**Material to process:**
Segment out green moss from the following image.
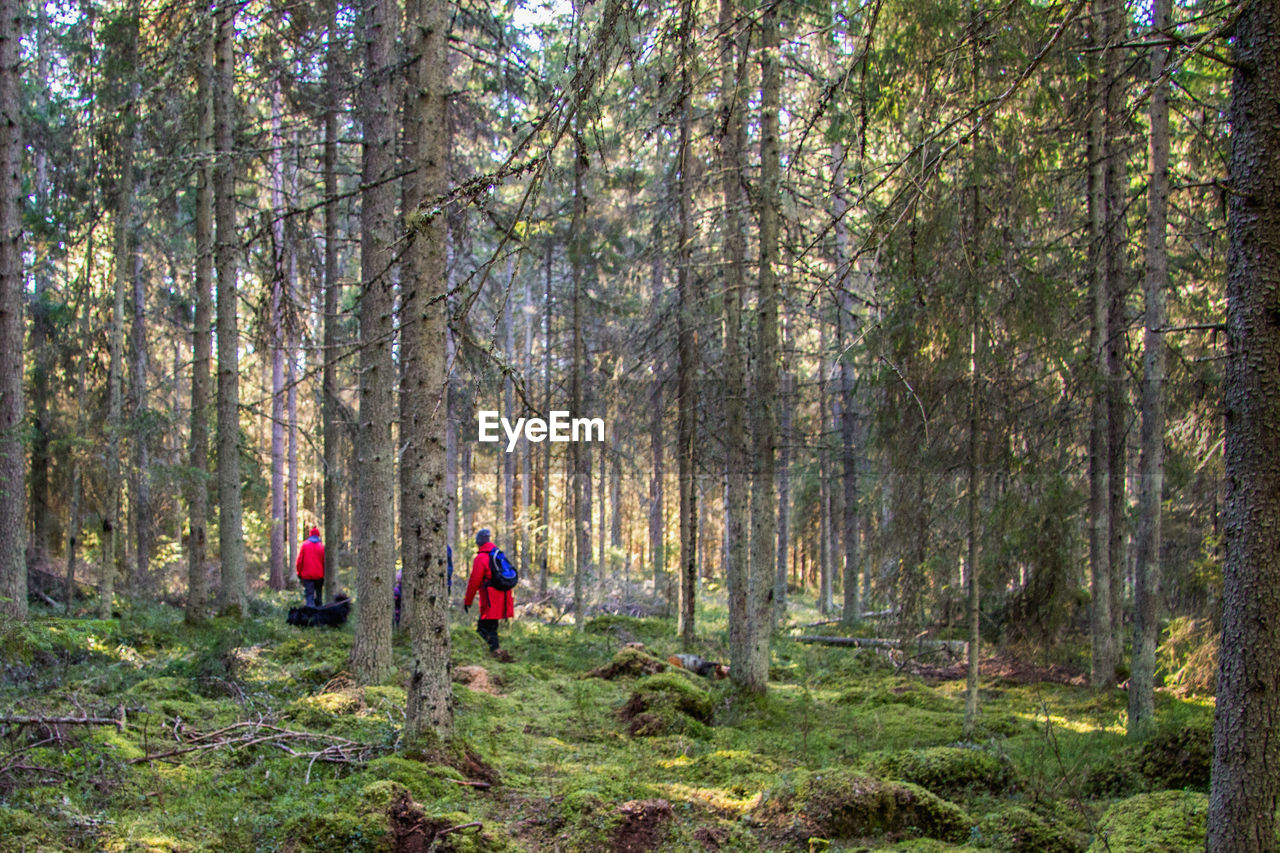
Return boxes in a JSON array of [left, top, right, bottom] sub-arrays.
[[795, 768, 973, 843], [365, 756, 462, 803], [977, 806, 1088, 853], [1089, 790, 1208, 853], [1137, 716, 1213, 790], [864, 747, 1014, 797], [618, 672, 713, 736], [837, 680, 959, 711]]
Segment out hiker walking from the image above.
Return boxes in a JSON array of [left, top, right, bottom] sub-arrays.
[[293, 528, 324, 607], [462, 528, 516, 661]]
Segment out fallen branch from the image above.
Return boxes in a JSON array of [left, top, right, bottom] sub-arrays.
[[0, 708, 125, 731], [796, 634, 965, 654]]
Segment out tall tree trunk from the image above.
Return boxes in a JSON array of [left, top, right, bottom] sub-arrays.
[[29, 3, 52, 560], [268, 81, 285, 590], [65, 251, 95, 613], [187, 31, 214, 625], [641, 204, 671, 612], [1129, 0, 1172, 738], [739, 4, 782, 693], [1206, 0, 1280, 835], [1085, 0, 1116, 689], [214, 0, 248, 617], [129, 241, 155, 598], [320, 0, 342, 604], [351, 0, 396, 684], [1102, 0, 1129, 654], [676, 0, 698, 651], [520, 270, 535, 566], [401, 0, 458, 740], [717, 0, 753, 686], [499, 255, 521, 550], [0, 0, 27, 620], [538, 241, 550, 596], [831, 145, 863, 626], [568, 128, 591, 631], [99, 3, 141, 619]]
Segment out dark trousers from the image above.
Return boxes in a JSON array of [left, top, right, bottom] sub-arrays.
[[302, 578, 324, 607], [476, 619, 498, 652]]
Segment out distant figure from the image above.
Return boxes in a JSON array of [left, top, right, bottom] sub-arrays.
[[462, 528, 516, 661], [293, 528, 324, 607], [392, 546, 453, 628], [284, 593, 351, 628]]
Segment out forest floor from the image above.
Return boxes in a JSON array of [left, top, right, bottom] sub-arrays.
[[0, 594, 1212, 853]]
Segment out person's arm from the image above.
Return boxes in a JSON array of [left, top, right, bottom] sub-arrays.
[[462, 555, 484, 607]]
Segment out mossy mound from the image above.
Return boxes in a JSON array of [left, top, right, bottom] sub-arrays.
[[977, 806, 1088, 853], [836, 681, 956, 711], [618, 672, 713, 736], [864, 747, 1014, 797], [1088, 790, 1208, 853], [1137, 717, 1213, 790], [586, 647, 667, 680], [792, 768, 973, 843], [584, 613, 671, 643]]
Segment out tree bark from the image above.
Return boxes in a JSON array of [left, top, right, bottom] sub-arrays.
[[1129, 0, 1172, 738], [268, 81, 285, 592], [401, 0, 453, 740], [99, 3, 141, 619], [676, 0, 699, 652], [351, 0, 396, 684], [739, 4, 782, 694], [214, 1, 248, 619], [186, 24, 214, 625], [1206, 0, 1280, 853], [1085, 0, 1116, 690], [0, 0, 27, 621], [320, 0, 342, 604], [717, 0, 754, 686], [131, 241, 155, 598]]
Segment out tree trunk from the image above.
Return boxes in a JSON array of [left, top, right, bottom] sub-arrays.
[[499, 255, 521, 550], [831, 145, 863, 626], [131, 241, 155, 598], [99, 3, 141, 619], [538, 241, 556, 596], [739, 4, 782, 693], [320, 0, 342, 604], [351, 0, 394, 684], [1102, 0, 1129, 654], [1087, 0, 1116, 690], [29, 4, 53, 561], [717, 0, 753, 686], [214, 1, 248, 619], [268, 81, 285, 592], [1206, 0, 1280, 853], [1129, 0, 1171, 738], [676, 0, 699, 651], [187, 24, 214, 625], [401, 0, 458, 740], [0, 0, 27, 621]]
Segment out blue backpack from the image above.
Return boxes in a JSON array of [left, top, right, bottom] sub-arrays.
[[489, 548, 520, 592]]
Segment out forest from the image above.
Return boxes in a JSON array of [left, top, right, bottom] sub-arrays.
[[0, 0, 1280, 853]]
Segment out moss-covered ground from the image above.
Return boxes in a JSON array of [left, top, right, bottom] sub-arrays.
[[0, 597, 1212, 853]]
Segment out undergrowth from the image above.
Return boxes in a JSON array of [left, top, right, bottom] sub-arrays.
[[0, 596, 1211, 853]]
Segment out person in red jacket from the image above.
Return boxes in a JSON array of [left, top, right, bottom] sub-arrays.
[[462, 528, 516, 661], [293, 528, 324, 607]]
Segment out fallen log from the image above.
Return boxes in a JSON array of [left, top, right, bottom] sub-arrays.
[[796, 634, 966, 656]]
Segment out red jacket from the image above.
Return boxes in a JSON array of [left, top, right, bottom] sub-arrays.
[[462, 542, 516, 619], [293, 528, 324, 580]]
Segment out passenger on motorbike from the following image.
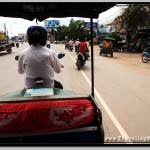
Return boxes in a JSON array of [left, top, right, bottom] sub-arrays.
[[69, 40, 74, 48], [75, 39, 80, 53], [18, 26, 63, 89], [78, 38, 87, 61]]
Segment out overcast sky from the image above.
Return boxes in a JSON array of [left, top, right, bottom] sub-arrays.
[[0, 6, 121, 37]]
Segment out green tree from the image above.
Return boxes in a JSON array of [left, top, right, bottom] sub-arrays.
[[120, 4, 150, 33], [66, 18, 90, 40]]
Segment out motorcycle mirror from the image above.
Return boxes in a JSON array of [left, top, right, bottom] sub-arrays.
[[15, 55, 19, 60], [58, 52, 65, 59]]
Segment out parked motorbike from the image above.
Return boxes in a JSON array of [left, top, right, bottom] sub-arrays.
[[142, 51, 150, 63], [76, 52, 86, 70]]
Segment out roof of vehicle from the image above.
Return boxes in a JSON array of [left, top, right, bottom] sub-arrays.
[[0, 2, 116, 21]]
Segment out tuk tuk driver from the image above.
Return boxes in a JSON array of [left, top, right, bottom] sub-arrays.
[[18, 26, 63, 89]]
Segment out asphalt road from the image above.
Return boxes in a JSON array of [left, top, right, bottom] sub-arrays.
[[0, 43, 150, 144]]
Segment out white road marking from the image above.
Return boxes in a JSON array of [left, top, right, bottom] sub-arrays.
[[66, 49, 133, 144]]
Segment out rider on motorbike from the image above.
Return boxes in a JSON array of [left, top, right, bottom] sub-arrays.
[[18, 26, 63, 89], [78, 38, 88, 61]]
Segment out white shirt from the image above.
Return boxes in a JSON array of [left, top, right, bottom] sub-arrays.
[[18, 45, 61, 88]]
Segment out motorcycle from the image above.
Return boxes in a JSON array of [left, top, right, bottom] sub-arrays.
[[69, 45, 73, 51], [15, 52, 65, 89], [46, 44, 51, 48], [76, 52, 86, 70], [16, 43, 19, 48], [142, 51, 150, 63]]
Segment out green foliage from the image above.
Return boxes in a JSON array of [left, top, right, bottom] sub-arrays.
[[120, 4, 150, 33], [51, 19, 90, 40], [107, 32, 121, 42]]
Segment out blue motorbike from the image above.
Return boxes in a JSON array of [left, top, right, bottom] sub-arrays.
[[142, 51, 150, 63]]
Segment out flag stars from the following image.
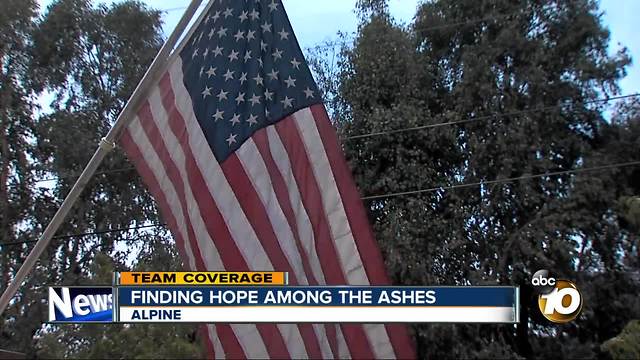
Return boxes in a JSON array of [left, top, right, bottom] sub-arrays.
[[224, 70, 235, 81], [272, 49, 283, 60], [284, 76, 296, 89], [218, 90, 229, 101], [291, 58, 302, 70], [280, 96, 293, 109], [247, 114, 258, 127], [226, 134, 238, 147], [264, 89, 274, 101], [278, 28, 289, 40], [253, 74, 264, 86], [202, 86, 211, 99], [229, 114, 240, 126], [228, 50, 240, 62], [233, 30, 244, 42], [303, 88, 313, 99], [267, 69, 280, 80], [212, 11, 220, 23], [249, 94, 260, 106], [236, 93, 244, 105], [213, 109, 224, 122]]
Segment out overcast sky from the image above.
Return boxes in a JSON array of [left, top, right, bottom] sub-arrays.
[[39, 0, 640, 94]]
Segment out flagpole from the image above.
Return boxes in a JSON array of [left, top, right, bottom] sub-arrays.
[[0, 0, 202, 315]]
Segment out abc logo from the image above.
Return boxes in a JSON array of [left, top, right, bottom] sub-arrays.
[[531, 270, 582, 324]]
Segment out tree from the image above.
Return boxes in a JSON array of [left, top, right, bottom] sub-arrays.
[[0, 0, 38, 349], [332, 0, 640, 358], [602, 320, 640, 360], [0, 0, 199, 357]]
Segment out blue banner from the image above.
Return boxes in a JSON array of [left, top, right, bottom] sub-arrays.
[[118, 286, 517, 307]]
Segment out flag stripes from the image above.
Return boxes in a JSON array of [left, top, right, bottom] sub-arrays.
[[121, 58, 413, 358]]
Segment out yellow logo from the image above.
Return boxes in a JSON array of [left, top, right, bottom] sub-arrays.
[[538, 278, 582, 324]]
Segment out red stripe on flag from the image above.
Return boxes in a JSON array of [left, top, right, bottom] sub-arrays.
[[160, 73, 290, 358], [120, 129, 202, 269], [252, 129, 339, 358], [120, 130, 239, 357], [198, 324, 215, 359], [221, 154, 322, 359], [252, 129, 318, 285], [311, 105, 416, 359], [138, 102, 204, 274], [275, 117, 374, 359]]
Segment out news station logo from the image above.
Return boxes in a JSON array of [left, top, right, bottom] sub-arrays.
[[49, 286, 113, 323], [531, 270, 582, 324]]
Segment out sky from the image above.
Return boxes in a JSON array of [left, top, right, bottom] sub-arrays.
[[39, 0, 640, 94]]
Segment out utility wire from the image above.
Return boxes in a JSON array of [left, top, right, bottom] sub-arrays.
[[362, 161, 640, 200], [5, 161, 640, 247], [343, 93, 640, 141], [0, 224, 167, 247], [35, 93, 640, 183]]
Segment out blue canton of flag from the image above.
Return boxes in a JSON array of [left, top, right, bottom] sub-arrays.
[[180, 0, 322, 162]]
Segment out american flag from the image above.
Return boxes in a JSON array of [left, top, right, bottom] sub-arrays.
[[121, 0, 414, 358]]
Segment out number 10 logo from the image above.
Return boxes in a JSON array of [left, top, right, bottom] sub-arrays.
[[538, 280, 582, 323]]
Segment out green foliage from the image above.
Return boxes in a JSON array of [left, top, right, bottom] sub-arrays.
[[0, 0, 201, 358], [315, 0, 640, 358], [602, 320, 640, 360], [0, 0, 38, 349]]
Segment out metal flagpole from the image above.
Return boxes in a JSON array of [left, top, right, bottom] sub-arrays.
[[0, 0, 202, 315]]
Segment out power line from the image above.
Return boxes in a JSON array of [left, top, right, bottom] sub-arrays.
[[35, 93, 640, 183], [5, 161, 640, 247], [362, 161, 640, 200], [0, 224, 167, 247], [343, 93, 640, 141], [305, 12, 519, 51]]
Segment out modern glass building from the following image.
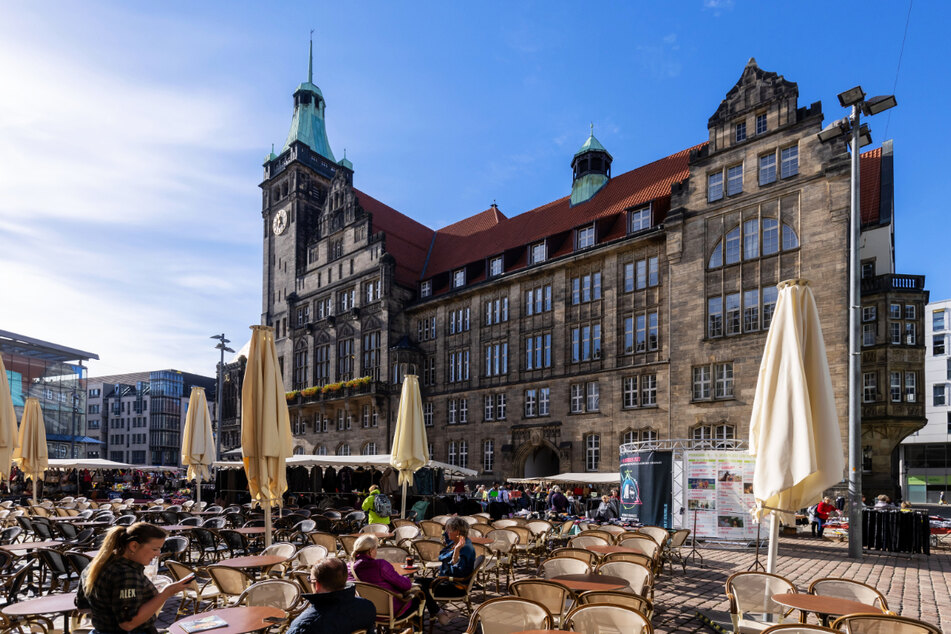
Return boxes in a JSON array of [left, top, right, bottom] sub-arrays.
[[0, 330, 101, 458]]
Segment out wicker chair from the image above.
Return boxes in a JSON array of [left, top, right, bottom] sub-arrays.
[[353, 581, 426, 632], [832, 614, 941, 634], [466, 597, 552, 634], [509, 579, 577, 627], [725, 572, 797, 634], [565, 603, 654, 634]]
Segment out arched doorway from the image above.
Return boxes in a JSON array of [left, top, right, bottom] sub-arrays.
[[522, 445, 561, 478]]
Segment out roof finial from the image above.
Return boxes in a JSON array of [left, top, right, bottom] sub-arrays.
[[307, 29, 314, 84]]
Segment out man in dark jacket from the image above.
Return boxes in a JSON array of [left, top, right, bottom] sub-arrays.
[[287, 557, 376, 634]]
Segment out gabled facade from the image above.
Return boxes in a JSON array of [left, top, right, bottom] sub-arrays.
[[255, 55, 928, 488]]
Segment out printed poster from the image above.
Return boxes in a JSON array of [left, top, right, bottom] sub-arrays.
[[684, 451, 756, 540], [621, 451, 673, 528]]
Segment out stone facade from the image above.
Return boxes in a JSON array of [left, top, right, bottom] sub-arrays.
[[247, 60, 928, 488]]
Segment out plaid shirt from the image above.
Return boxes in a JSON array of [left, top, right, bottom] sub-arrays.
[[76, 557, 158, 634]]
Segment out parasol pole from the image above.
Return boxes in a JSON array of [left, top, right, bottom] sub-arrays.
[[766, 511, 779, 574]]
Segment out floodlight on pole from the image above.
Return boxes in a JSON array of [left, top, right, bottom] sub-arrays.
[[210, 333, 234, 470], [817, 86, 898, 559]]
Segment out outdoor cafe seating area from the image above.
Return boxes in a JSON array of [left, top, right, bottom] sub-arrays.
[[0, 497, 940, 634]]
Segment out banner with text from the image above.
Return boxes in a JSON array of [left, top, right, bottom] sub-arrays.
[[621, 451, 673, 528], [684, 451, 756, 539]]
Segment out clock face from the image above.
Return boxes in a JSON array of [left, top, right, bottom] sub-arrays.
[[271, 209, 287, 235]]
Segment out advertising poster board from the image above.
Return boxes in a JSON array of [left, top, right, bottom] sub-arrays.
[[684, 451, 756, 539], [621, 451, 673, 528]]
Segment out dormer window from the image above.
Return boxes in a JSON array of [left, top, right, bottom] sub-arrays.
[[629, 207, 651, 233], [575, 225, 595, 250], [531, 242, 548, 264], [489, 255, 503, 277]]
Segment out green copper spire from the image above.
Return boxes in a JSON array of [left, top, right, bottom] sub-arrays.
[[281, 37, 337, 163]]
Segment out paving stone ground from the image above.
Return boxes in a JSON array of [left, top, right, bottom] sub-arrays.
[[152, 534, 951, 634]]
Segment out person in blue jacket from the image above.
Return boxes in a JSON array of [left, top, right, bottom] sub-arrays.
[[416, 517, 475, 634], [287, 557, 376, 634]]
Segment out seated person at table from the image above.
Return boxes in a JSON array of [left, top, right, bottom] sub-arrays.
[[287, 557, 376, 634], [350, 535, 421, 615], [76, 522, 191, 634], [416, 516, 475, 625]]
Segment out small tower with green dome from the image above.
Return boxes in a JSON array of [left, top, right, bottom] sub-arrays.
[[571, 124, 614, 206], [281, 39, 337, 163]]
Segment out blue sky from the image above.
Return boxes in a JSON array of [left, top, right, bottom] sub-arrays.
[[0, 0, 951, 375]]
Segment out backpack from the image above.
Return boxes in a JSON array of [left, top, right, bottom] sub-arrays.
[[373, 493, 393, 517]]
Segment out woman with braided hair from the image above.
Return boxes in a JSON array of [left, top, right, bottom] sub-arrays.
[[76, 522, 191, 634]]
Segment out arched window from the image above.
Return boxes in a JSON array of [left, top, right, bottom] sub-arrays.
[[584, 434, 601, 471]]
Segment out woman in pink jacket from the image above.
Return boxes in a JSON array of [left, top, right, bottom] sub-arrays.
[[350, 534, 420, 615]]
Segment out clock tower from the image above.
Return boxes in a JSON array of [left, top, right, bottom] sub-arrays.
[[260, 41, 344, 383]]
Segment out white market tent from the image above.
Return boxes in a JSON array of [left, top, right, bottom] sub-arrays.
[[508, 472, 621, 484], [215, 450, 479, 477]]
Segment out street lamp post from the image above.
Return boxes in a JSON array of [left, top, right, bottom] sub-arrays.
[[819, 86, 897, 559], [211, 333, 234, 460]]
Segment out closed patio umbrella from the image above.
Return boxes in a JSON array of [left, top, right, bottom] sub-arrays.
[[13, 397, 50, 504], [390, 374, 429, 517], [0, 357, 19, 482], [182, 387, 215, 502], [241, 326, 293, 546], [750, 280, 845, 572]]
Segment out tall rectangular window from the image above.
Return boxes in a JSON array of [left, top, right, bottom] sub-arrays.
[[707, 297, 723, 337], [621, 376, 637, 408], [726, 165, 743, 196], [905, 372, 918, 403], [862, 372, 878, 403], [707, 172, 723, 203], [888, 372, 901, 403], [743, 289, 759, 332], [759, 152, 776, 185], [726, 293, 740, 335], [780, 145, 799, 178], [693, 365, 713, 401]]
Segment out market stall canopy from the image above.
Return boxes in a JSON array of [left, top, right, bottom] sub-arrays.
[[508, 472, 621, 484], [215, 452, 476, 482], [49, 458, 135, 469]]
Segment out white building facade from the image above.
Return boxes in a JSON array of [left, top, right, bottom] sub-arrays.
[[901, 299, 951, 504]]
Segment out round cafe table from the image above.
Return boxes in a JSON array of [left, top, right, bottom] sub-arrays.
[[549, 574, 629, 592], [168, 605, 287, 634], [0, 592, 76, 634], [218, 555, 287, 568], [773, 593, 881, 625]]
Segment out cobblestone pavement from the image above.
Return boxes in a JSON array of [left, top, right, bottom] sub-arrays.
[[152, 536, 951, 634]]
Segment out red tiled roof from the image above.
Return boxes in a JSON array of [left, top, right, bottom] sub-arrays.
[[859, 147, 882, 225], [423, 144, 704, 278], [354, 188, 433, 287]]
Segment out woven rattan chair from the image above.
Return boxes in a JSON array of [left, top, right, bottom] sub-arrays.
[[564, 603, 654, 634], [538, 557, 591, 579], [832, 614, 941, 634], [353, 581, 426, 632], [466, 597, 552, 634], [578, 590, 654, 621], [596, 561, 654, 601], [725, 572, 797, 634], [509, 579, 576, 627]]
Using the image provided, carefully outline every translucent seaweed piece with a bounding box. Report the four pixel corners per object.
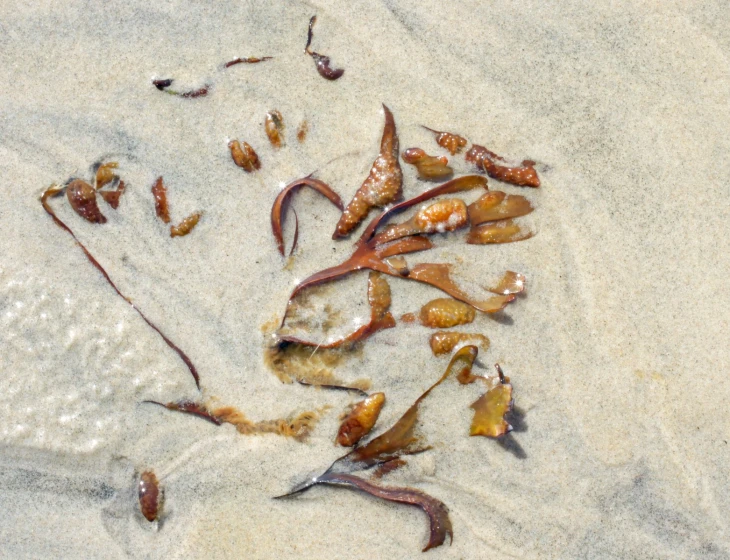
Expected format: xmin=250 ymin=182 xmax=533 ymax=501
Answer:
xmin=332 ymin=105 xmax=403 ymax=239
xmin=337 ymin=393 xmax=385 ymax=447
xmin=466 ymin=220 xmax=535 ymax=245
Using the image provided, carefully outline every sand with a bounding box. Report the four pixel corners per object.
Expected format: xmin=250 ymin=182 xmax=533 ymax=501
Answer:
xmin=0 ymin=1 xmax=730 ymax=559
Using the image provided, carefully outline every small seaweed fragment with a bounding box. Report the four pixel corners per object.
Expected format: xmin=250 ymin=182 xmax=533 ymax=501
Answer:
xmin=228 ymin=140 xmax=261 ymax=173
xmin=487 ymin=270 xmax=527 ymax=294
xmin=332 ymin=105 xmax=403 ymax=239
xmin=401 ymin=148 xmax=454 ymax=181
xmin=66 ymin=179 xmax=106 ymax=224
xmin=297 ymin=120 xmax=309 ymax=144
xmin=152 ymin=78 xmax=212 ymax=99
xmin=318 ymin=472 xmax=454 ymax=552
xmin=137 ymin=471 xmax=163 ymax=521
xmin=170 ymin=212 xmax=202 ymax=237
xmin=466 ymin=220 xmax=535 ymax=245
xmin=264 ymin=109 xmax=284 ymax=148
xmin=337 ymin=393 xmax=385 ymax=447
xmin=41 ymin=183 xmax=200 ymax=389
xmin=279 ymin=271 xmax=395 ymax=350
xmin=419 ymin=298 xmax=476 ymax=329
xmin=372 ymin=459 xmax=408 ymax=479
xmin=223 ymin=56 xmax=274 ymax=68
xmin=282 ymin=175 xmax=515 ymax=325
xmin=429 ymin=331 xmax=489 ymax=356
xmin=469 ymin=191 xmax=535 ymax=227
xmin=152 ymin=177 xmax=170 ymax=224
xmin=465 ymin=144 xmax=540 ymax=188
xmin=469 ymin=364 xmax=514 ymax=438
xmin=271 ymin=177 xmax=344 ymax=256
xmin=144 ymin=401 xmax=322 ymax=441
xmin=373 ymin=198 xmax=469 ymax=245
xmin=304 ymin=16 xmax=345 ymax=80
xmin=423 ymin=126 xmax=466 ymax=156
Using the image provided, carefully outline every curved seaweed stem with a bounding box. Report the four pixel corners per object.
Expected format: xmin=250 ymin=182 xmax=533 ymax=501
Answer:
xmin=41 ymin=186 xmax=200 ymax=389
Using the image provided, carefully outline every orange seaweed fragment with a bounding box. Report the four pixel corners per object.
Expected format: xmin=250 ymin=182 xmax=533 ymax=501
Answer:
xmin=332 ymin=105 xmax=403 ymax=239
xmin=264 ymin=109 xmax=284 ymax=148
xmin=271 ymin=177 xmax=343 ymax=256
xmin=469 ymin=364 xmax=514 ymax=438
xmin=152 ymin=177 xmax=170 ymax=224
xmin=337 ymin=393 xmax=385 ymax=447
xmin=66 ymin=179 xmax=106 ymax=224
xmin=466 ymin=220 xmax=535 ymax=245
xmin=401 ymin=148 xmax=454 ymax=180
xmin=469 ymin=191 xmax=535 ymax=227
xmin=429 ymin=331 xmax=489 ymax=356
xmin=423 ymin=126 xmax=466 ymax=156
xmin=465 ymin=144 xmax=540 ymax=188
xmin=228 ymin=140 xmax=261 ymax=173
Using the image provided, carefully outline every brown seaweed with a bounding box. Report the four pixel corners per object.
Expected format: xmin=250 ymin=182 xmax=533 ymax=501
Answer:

**What is required:** Scale only the stretch of lines above from the one containing "Segment out hiker" through the one containing "[[302, 578, 324, 607], [476, 619, 498, 652]]", both included. Write those lines out again, requests and all, with every box coordinate in the answers multiplied by 0.7 and rounded to a whole number, halves going up.

**Task response:**
Segment out hiker walking from the image above.
Return boxes in a JSON array of [left, top, right, bottom] sub-arrays.
[[205, 370, 227, 425], [323, 370, 361, 463]]
Segment out fallen branch from the image above.
Return boxes in a JSON array of [left, top, right, bottom] sub-arrays.
[[0, 496, 88, 512], [557, 444, 676, 458]]
Segment out tall tree trunk from the image above.
Return boxes in a JSON array of [left, top, right, bottom] sub-arrays.
[[20, 2, 36, 392], [188, 57, 200, 413], [46, 176, 67, 429], [131, 22, 150, 438], [449, 143, 470, 428], [790, 0, 820, 517], [517, 3, 547, 485], [844, 0, 896, 585], [760, 0, 781, 482], [150, 0, 174, 432], [90, 169, 109, 419], [224, 0, 239, 423], [246, 0, 277, 479], [771, 0, 790, 458], [473, 0, 489, 456], [364, 189, 375, 396], [281, 0, 321, 518], [502, 0, 527, 480], [349, 179, 365, 385], [0, 0, 19, 434], [377, 169, 385, 417], [582, 102, 604, 438], [398, 90, 414, 442], [69, 2, 99, 433]]
Segment out dark trousers from the image above.
Return boxes in a JSON array of [left, top, right, bottom] sub-arrays.
[[211, 405, 227, 425], [333, 433, 349, 456]]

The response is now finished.